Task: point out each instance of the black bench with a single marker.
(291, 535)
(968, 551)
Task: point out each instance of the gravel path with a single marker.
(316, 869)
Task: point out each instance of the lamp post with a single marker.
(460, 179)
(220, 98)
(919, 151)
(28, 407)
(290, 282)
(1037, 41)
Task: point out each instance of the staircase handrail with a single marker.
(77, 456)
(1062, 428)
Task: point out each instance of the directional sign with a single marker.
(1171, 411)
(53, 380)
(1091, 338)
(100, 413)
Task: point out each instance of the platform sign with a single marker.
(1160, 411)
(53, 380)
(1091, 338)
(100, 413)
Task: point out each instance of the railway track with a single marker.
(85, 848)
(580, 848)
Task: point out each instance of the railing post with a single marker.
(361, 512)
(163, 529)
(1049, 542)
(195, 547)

...

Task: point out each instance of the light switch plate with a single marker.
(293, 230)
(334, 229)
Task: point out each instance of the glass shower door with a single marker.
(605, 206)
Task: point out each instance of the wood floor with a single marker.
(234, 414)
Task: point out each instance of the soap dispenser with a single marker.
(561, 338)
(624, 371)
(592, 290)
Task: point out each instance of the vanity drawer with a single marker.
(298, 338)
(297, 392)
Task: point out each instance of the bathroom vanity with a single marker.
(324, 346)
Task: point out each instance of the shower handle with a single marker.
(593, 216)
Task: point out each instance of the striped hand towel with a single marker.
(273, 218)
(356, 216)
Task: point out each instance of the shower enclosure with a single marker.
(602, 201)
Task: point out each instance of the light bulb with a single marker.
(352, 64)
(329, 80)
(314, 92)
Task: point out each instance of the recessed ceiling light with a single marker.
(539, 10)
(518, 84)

**YOUR OBJECTIVE**
Pick out every line in the entries above that contains the word "light", and copy each one in full. Match case exactly.

**ANSWER TO THIS PROBLEM**
Task: point out each instance of the light switch plate with a single marker.
Task: point out each instance of the light bulb with a single marker.
Task: point out each instance of the recessed ceiling light with a single marker.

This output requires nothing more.